- _Objective_
Will you quote only the lines starting at the one that contains "foliage, as integer pixel positions." and ending with the last line of the listing below, inclusive?

- _Lines of data_
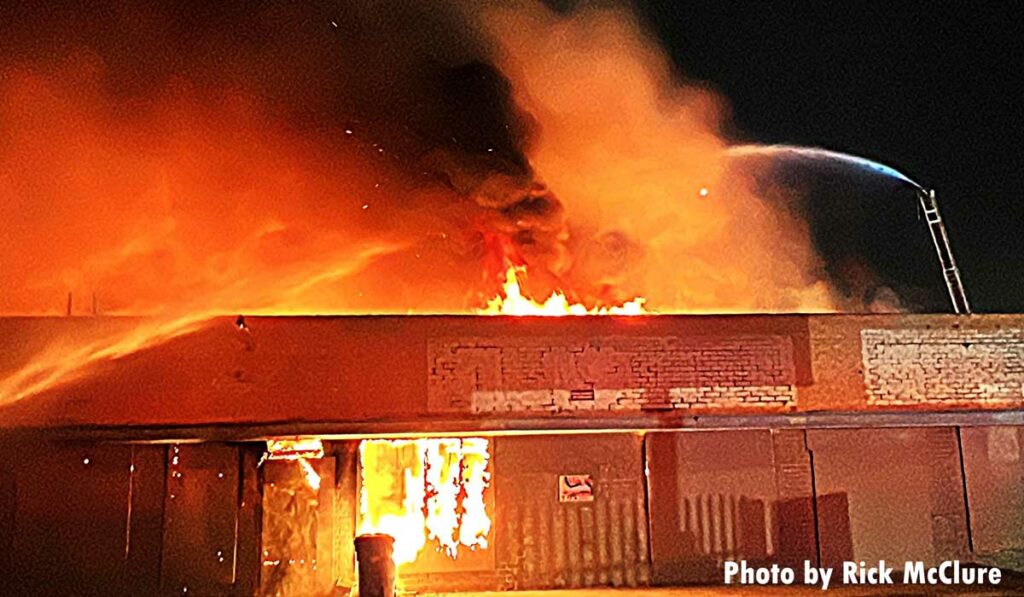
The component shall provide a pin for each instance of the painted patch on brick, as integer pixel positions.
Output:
(913, 367)
(553, 375)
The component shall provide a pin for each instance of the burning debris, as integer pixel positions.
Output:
(425, 491)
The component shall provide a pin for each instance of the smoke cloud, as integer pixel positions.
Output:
(350, 158)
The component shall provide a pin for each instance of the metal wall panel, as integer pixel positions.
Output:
(542, 543)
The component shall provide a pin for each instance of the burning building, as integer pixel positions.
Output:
(288, 160)
(509, 453)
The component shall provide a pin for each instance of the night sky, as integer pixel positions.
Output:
(935, 92)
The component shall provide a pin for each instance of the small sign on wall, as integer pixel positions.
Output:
(576, 488)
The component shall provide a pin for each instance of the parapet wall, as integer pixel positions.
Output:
(394, 370)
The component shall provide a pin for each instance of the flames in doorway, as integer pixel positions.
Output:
(425, 492)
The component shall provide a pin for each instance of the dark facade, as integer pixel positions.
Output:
(770, 439)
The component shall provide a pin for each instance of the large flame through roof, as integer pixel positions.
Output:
(512, 302)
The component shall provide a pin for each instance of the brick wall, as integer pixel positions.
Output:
(553, 375)
(940, 366)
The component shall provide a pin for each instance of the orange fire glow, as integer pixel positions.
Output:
(300, 450)
(512, 302)
(425, 491)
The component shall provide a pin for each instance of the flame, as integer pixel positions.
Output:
(420, 491)
(513, 303)
(311, 476)
(300, 450)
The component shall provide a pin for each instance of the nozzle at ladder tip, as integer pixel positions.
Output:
(950, 272)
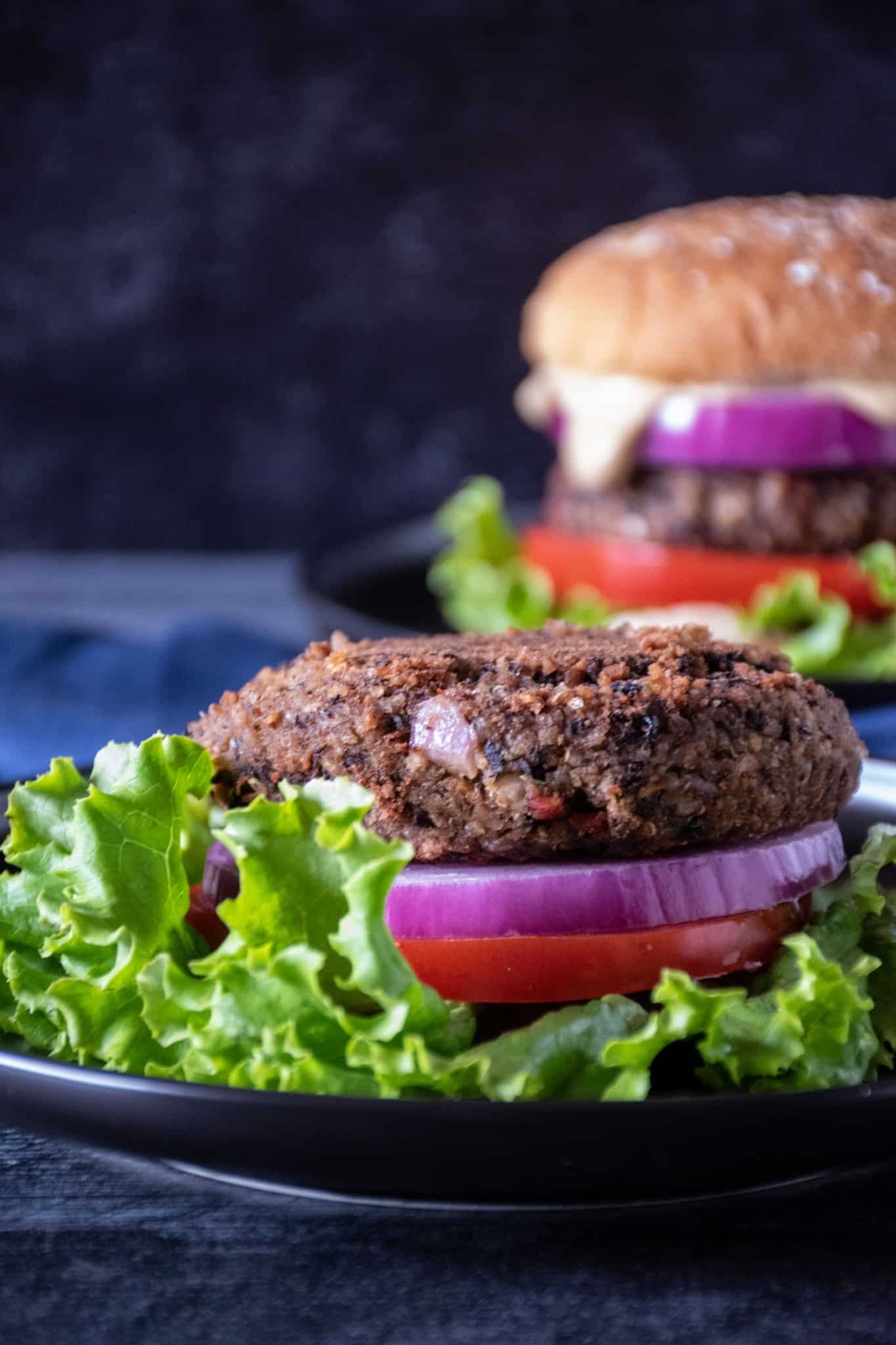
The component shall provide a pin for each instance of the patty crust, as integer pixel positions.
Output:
(739, 512)
(526, 744)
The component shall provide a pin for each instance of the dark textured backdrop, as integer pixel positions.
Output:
(261, 264)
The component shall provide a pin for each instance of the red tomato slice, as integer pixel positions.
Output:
(523, 969)
(631, 573)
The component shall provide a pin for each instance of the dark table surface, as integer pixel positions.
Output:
(98, 1248)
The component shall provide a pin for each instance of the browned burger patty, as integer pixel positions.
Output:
(739, 512)
(521, 745)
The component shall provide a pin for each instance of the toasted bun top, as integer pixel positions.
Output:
(767, 290)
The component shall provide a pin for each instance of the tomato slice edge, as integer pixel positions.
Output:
(554, 969)
(636, 573)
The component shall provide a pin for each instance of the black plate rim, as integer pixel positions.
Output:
(175, 1088)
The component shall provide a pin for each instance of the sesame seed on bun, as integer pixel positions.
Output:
(767, 290)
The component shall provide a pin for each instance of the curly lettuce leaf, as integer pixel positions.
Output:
(481, 579)
(817, 630)
(820, 1017)
(100, 887)
(309, 990)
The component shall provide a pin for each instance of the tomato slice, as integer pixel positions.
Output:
(630, 573)
(553, 969)
(203, 916)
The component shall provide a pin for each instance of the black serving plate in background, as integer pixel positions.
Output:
(539, 1153)
(378, 588)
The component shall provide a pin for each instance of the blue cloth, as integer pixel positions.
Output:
(878, 730)
(66, 693)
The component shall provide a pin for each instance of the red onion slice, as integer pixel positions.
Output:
(441, 734)
(575, 896)
(777, 431)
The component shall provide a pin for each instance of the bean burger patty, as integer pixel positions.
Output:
(740, 512)
(528, 744)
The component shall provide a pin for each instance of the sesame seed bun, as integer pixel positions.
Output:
(767, 290)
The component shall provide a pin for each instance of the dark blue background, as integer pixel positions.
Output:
(261, 264)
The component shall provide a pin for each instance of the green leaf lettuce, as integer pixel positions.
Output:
(309, 990)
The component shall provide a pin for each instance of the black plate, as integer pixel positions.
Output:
(378, 586)
(567, 1153)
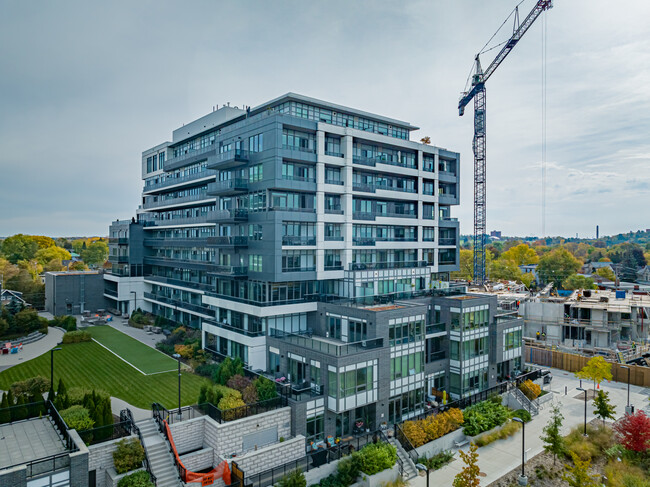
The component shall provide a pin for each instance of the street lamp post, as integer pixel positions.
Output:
(585, 392)
(178, 357)
(424, 468)
(523, 480)
(628, 409)
(52, 365)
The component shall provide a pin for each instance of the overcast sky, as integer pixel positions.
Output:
(85, 87)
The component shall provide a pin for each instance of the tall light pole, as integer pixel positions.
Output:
(628, 409)
(523, 480)
(52, 365)
(585, 393)
(178, 357)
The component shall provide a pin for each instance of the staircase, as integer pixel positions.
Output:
(408, 467)
(159, 455)
(531, 406)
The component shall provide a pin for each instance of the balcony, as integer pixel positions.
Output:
(434, 328)
(293, 240)
(334, 210)
(226, 216)
(362, 215)
(369, 266)
(228, 241)
(230, 159)
(447, 241)
(363, 241)
(175, 201)
(171, 181)
(178, 304)
(118, 259)
(180, 160)
(228, 187)
(119, 241)
(226, 326)
(229, 271)
(330, 346)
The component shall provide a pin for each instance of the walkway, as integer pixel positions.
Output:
(502, 456)
(32, 350)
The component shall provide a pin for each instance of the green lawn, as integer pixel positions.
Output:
(145, 358)
(91, 366)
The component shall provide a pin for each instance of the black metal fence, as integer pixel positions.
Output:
(106, 433)
(315, 459)
(20, 412)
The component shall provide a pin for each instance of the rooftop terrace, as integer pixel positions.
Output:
(25, 441)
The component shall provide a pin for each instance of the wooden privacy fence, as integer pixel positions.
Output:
(639, 375)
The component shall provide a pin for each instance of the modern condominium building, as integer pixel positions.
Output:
(288, 233)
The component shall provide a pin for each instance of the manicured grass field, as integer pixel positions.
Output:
(91, 366)
(145, 358)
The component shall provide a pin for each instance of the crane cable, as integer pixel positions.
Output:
(543, 123)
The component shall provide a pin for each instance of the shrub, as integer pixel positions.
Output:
(265, 388)
(484, 416)
(239, 382)
(438, 460)
(522, 414)
(77, 417)
(508, 430)
(633, 431)
(128, 456)
(530, 389)
(295, 478)
(137, 479)
(76, 337)
(432, 427)
(376, 457)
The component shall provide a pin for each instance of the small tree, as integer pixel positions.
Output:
(553, 440)
(577, 475)
(633, 431)
(469, 476)
(604, 409)
(597, 369)
(295, 478)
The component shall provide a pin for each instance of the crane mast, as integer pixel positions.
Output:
(477, 93)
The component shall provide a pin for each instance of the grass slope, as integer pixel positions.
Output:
(91, 366)
(145, 358)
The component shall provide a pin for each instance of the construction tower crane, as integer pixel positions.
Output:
(477, 93)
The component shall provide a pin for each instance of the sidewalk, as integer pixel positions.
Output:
(500, 457)
(32, 350)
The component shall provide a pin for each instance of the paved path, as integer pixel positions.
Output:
(502, 456)
(118, 404)
(32, 350)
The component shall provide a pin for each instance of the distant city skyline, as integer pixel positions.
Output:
(84, 85)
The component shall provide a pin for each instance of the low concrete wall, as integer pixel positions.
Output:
(271, 456)
(381, 478)
(188, 435)
(443, 443)
(111, 477)
(199, 459)
(100, 458)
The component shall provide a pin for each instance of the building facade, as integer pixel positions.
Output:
(286, 233)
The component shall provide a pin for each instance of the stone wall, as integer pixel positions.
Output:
(272, 456)
(227, 438)
(199, 460)
(188, 435)
(100, 458)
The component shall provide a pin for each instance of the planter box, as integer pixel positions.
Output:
(112, 477)
(446, 442)
(381, 478)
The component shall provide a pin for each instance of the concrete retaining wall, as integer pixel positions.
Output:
(271, 456)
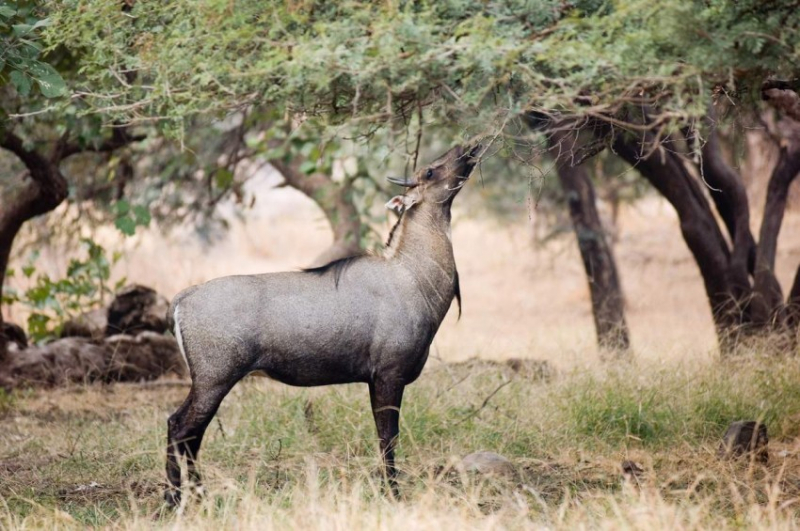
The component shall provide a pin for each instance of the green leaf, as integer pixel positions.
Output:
(42, 24)
(223, 178)
(122, 207)
(51, 86)
(20, 30)
(21, 82)
(308, 167)
(126, 225)
(142, 215)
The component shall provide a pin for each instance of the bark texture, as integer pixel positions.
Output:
(336, 202)
(608, 305)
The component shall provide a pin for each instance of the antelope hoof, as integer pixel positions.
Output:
(172, 497)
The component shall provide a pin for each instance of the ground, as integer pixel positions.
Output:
(281, 457)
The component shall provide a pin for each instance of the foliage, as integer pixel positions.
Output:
(20, 51)
(53, 302)
(474, 64)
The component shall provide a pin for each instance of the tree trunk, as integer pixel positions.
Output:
(608, 305)
(336, 202)
(41, 189)
(767, 296)
(730, 197)
(666, 172)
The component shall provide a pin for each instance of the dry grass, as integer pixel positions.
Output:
(269, 463)
(94, 456)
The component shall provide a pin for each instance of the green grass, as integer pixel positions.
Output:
(308, 457)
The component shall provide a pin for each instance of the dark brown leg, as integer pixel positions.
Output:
(386, 398)
(186, 428)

- _Answer_
The component shall provide a pin for each instance of the foliage, as integer pixel positions.
Output:
(20, 51)
(53, 302)
(474, 64)
The component shall provide a pin for each instance of the tree trunk, as integer pixel positions.
Output:
(608, 305)
(336, 202)
(41, 189)
(767, 296)
(730, 197)
(666, 172)
The component shall provide a pin for each instance of the dry grass, as integer pixel positions.
Output:
(269, 463)
(94, 456)
The component shall provide a pin for each instance of the green grass, as integer pixel positions.
Output:
(308, 457)
The component shall provide a pin for each instance of the dark brown leg, as integer pixel positions.
Output:
(386, 398)
(186, 428)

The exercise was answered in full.